*** Opening of Provided passage ***
On May 24, 2:21 am, "robertchen@gmail.com"
<robertchen
@gmail.com> wrote:
> I have a long list of host/node configuration file need to parsed and
> print in a CGI table.
> I want to sort them by group and then by address, by on_off, polling.
> Please help me how to do it. The node name is unique. If just sort by
> name, it is easy...
> begin node
> name ge17.net.domain.com
> on_off on
> group CISCO-SWITCH
> suppress no
> auto_delete yes
> read_community OJ3yEgsBQ7
> write_community public
> address 10.9.1.118
> port 161
> snmp_version 2
> engineid 0
> auth_protocol 0
> is_key_ok 1
> error_status 0
> security_level 0
> end node
> begin node
> name v255.net.domain.com
> on_off on
> group CISCO-SWITCH
> suppress no
> auto_delete yes
> read_community OJ3yEgsBQ7
> write_community public
> address 10.9.255.3
> port 161
> snmp_version 2
> engineid 0
> auth_protocol 0
> is_key_ok 1
> error_status 0
> security_level 0
> end node
I don't see anything named "polling" here, but admittedly I don't know
much about host/node configurations...
*** Close of Provided passage ***
> **Request 1**
Select and copy each line of the rows that contains the string "negative".
The rows that come next are unrelated to the post about sorting node configuration entries.
*** Opening of Exercise data ***
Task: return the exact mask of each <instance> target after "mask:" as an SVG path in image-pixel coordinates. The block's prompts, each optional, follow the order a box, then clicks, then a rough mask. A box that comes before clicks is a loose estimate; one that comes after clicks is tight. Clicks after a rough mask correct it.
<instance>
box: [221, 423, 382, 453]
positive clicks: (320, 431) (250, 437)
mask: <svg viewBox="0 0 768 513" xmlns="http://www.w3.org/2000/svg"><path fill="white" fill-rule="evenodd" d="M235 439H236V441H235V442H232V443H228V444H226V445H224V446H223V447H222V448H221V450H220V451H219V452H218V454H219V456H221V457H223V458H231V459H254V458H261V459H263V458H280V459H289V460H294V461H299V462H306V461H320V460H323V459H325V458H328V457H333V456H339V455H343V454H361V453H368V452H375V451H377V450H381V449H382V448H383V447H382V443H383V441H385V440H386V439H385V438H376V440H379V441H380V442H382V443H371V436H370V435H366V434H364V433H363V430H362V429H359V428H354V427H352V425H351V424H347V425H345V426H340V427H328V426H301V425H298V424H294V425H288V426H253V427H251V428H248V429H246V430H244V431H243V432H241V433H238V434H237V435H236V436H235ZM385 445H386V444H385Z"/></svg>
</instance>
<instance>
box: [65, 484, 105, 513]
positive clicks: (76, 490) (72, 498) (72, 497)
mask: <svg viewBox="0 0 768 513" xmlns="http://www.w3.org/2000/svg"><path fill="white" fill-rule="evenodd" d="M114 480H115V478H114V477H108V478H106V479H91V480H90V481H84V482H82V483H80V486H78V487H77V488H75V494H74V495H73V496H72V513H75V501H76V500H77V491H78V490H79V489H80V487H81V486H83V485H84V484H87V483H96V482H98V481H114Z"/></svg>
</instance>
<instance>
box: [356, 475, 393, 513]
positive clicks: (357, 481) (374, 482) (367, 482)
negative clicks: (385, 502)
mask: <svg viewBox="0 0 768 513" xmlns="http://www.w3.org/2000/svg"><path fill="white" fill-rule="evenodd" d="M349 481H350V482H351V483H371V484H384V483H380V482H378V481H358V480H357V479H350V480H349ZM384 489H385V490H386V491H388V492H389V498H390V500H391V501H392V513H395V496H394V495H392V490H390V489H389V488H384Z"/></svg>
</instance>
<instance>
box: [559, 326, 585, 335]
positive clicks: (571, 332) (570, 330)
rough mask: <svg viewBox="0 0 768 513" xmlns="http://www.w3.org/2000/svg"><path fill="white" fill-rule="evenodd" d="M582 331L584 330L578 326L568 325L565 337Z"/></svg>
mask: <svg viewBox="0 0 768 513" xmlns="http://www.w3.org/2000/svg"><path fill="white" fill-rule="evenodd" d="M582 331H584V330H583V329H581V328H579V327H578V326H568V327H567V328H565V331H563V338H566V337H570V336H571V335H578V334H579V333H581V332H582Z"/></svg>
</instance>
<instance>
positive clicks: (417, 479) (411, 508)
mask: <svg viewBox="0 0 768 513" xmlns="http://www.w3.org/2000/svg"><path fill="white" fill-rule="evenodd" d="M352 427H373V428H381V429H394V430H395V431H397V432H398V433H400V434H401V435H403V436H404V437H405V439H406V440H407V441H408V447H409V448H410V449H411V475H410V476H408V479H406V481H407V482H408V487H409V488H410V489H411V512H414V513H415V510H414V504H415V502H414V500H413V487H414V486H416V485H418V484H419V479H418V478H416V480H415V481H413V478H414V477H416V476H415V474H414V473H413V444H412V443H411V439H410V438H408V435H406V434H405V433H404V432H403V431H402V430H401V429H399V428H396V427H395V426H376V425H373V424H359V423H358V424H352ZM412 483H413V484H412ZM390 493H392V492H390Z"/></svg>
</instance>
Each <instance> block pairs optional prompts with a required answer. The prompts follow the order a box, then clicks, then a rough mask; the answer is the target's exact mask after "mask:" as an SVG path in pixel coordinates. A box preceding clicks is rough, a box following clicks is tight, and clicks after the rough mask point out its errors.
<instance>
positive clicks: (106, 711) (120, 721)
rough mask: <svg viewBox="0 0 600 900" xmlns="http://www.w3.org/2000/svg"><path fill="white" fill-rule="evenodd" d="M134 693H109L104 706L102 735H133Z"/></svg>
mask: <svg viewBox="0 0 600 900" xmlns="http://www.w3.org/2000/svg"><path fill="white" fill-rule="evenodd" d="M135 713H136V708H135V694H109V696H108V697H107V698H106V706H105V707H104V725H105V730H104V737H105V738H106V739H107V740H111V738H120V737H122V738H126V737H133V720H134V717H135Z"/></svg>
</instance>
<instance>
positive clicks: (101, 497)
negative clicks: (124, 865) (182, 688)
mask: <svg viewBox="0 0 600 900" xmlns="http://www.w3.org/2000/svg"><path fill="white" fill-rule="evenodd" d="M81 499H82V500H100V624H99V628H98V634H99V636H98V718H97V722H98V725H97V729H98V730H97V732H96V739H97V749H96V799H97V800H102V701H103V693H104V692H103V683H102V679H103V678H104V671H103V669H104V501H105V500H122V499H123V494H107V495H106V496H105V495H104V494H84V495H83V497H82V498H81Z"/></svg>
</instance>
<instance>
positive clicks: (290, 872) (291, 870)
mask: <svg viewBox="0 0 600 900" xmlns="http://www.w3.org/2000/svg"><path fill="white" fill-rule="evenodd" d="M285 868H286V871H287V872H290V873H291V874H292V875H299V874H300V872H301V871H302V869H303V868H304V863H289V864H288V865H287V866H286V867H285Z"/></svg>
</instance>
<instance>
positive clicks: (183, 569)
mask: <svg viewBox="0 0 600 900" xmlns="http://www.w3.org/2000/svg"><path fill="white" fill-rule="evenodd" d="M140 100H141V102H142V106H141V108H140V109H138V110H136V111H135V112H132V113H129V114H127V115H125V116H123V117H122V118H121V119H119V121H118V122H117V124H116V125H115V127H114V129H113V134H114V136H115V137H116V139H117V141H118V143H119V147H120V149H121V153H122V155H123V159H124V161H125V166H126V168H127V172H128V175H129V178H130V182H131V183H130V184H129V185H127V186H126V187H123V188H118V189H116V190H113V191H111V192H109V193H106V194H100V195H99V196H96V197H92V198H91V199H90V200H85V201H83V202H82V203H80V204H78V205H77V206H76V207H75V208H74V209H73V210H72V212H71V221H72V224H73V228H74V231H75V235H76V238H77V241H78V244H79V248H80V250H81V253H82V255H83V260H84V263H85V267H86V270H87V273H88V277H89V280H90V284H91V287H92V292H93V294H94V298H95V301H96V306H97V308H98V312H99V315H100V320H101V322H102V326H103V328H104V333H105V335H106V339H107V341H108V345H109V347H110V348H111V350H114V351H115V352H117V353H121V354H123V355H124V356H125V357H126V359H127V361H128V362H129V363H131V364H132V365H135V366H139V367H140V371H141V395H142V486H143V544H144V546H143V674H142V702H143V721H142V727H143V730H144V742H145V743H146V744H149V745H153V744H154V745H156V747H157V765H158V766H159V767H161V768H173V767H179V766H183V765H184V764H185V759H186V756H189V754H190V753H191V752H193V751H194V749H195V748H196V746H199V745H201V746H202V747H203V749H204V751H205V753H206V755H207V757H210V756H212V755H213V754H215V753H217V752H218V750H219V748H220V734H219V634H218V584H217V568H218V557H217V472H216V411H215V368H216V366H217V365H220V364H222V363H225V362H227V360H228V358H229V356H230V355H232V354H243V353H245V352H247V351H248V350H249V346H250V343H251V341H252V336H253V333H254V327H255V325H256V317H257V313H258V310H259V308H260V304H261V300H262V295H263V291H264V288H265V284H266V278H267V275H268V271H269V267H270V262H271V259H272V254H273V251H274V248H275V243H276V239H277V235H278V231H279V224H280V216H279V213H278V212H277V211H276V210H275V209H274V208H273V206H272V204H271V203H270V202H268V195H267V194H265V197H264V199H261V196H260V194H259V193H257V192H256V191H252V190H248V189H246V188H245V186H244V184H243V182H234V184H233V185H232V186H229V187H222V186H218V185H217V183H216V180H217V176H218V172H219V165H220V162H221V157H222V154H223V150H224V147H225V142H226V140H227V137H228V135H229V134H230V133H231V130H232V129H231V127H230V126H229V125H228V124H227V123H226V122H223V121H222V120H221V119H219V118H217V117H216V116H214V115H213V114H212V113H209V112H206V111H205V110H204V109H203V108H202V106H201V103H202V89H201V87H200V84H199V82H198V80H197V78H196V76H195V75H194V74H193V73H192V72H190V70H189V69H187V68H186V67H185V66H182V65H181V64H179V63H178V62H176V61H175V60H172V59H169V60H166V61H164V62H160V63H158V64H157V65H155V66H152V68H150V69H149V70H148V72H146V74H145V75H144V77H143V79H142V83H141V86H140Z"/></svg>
*** Close of Exercise data ***
> **Request 2**
Extend the post about sorting node configuration entries, picking up right after its last sentence.

> **Response box 1**
negative clicks: (385, 502)
negative clicks: (124, 865) (182, 688)

> **Response box 2**
Regardless, here's an example you could study and hopefully modify for
your own needs...
#!/usr/bin/env perl
use strict;
use warnings;
my @nodes;
#Change the input record separator so that the
#readline operator reads newline-separated records
local $/ = "";
while (my $record = <DATA>){
chomp $record;
my %node;
#find and store each of the pieces of info we care about
for my $key (qw/on_off address group/) {
($node{$key}) = ($record =~ /$key (.*)/);
}
#store the entire record, to be printed later
$node{record} = $record;
#add this node to our list.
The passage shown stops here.